_任务 A_
找出记录中所有含有字符串“wall”的行,逐行照抄下来,大小写要区分。

红黑树(上)
(C语言实现)\
文章目录
一、平衡条件
- 节点非黑既红
- 根节点是黑色
- 叶子(NIL)结点是黑色
- 红色节点下面接两个黑色节点
- 从根节点到叶子结点路径上,黑色节点数量相同
平衡条件的认识
第4条和第5条条件,注定了,红黑树中最长路径是最短路径的长度的 2 倍。
本质上,红黑树也是通过树高来控制平衡的。
红黑树比 AVL 树树高控制条件要更松散,红黑树在发生节点插入和删除以后,发生调整的概率,比 AVL 树要更小。
二、学习诀窍
- 理解红黑树的插入调整,要站在祖父节点向下进行调整
- 理解红黑树的删除调整,要站在父节点向下进行调整
- 插入调整,主要就是为了解决双红情况
- 新插入的节点一定是红色,插入黑色节点一定会产生冲突,违反条件5,插入红色节点,不一定产生冲突
- 把每一种情况,想象成一棵大的红黑树中的局部子树
- 局部调整的时候,为了不影响全局,调整前后的路径上黑色节点数量相同
三、插入策略
- 叔叔节点为红色的时候,修改三元组小帽子,改成红黑黑
- 叔叔节点为黑色的时候,参考 AVL 树的失衡情况,分成 L L , L R , R L , R R LL,LR,RL,RR LL,LR,RL,RR, 先参考 AVL 树的旋转调整策略,然后再修改三元组的颜色,有两种调整策略:红色上浮,红色下沉。
- 两大类情况,包含 8 种小情况
四、代码演示
- 插入调整,发正在递归的回溯阶段
- 插入调整代码中,使用 goto 语句,8行代码,变成了4行
- 处理根节点一定是黑色,通过代码封装, i n s e r t − > _ _ i n s e r t insert->\_\_insert insert−>__insert
#include <stdio.h>
#include <stdlib.h>
#include <time.h>
typedef struct Node {
int key;
int color; // 0 red, 1 black, 2 double black
struct Node *lchild, *rchild;
} Node;
Node __NIL;
#define NIL (&__NIL)
__attribute__((constructor))

_记录摘录_

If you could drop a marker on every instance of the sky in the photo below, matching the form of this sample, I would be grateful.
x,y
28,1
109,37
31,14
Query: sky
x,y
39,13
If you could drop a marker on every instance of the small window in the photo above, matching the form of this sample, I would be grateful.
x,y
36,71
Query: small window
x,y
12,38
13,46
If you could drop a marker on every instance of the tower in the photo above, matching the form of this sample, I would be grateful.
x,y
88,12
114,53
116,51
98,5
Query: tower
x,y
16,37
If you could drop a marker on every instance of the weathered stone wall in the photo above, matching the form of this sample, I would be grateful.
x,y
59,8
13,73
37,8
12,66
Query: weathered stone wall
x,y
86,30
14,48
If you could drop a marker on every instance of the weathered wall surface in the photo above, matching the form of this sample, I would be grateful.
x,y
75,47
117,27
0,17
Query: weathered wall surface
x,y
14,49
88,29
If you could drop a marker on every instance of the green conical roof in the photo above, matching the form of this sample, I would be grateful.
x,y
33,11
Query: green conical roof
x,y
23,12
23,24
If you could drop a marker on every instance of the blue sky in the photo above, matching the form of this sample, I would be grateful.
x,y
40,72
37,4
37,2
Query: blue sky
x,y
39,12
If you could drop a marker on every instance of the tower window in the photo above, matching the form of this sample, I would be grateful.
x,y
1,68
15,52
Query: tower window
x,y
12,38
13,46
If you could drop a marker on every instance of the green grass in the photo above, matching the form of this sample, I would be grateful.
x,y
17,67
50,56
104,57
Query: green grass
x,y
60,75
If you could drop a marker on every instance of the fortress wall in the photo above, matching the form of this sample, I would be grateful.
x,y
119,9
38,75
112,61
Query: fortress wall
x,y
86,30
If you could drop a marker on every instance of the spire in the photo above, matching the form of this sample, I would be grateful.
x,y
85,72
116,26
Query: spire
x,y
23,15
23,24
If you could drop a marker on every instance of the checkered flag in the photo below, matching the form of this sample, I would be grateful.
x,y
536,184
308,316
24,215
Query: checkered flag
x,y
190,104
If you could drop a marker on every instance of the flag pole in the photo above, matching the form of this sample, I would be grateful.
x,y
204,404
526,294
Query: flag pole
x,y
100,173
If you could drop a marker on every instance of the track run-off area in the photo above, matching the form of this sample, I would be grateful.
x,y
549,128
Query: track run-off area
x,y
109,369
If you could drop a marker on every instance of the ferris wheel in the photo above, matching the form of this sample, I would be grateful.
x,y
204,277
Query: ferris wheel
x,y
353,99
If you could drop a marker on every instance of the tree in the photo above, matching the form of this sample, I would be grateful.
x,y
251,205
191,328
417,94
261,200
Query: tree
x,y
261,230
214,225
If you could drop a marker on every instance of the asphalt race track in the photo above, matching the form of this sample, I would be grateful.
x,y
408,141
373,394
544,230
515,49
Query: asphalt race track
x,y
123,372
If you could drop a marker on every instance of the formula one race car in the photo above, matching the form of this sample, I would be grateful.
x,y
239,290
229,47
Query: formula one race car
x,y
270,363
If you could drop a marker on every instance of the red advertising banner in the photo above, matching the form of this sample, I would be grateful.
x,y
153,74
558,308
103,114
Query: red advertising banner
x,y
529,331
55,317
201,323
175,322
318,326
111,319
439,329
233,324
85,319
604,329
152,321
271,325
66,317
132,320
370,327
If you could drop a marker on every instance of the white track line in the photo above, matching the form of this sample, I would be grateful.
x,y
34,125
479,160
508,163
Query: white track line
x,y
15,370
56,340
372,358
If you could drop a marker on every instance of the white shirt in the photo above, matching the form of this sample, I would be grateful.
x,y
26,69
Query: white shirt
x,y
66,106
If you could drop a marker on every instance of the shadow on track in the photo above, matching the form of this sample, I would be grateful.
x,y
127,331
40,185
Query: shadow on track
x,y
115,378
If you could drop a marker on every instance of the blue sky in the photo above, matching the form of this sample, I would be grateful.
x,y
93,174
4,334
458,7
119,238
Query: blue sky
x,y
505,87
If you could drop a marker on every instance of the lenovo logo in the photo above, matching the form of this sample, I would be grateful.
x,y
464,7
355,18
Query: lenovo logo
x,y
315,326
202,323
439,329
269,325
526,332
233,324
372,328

_任务 B_
把红黑树页面中的一段原样打印出来:从含有“本质上,红黑树也是通过树高来控制平衡的。”的地方开始,到“先参考 AVL 树的旋转调整策略,然后再修改三元组的颜色,有两种调整策略:红色上浮,红色下沉。”为止。

_最终结果 A_
If you could drop a marker on every instance of the weathered stone wall in the photo above, matching the form of this sample, I would be grateful.
Query: weathered stone wall
If you could drop a marker on every instance of the weathered wall surface in the photo above, matching the form of this sample, I would be grateful.
Query: weathered wall surface
If you could drop a marker on every instance of the fortress wall in the photo above, matching the form of this sample, I would be grateful.
Query: fortress wall

_最终结果 B_
本质上,红黑树也是通过树高来控制平衡的。
红黑树比 AVL 树树高控制条件要更松散,红黑树在发生节点插入和删除以后,发生调整的概率,比 AVL 树要更小。
二、学习诀窍
- 理解红黑树的插入调整,要站在祖父节点向下进行调整
- 理解红黑树的删除调整,要站在父节点向下进行调整
- 插入调整,主要就是为了解决双红情况
- 新插入的节点一定是红色,插入黑色节点一定会产生冲突,违反条件5,插入红色节点,不一定产生冲突
- 把每一种情况,想象成一棵大的红黑树中的局部子树
- 局部调整的时候,为了不影响全局,调整前后的路径上黑色节点数量相同
三、插入策略
- 叔叔节点为红色的时候,修改三元组小帽子,改成红黑黑
- 叔叔节点为黑色的时候,参考 AVL 树的失衡情况,分成 L L , L R , R L , R R LL,LR,RL,RR LL,LR,RL,RR, 先参考 AVL 树的旋转调整策略,然后再修改三元组的颜色,有两种调整策略:红色上浮,红色下沉。